**What needs to be done:** Retype everything in the listing, leaving each line exactly as it is.

**Task inputs:**

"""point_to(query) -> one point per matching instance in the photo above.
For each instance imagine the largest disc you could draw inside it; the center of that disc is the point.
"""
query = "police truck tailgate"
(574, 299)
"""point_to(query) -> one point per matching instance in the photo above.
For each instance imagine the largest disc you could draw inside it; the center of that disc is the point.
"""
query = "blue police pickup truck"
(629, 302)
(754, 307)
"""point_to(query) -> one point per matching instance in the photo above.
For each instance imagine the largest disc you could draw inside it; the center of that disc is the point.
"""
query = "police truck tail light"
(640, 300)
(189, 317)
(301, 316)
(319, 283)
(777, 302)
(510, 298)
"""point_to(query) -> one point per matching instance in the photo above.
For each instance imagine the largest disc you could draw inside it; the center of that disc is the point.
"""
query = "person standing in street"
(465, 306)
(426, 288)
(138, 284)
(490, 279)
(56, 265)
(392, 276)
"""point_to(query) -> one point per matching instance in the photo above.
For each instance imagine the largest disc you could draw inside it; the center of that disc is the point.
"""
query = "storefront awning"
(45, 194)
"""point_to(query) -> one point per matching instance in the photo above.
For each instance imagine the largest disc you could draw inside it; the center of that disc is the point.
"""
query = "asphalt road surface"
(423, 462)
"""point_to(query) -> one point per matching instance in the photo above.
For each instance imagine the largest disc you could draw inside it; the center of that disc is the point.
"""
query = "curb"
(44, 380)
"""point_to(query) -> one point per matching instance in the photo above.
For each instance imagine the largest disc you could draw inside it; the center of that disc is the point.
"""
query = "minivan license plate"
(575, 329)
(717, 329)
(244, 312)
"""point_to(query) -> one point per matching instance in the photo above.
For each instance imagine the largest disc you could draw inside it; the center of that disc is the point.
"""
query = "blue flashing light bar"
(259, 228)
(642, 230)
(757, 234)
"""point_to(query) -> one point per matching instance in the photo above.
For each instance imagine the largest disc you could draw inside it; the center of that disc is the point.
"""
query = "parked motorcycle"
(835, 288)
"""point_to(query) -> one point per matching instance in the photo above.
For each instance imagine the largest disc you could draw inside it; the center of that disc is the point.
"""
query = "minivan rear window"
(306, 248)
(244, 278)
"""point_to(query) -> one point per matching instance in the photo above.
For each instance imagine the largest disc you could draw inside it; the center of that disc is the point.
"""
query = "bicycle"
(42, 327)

**Finished task:**
"""point_to(query) -> one point per matching instance in the photo above.
For each instance imagine the largest disc you could draw inside it; the center of that disc is the point.
"""
query = "police truck tailgate"
(574, 299)
"""point_to(query) -> one point per matching instance in the photo above.
For each instance imagine the largest disc you could draw inside it; the center of that disc is the point.
"""
query = "blue police pickup truck"
(629, 302)
(754, 307)
"""point_to(query) -> one point per matching instance in the photo above.
For each instance imagine the largest disc you could draw inside it; the center of that disc is the point.
"""
query = "police truck tail light"
(640, 300)
(189, 317)
(301, 316)
(319, 283)
(777, 302)
(510, 298)
"""point_to(query) -> one point per matching instance in the photo above.
For each instance imagine the largest disc you could draw inside it; the center of that disc is the point.
"""
query = "person standing in street"
(465, 306)
(426, 288)
(138, 284)
(490, 279)
(56, 265)
(392, 276)
"""point_to(query) -> one point per matching instance in the photo above.
For each instance imagine the largest disc you could draw inside it; the center of that disc is the point.
"""
query = "storefront awning"
(45, 194)
"""point_to(query) -> one point per matching instance in the photo above.
For each instance imagine the largest disc you could draw inside it; the center of that disc is the point.
"""
query = "asphalt road surface"
(423, 462)
"""point_to(query) -> one point per matching instance in the photo above.
For each instance imagine the largest disc you could draw inside it; the center of that disc is the point.
"""
query = "curb"
(44, 380)
"""point_to(query) -> one point per matching instance in the photo above.
For each instance imagine the largest disc you could draw inside it; the center of that disc is the point.
"""
query = "minivan license plate"
(575, 329)
(717, 329)
(244, 312)
"""point_to(query) -> one point per matching instance in the photo above.
For each instance imagine the largest disc you could draw inside it; the center of that disc is the point.
"""
query = "blue flashing light bar"
(259, 228)
(642, 230)
(757, 234)
"""point_to(query) -> one point per matching instance in the photo above.
For each instance imagine the largest disc you could draw inside it; the center of that disc is the point.
"""
query = "parked motorcycle"
(835, 288)
"""point_to(query) -> one point per matching instance in the photo above.
For each instance imagine the largest disc you could draw inside it; the center of that disc is the point.
"""
query = "minivan rear window"
(306, 248)
(244, 278)
"""point_to(query) -> one point per matching instance in the photo above.
For each instance imagine the largest disc you could draw inside it; the center of that disc is the point.
"""
query = "bicycle"
(42, 327)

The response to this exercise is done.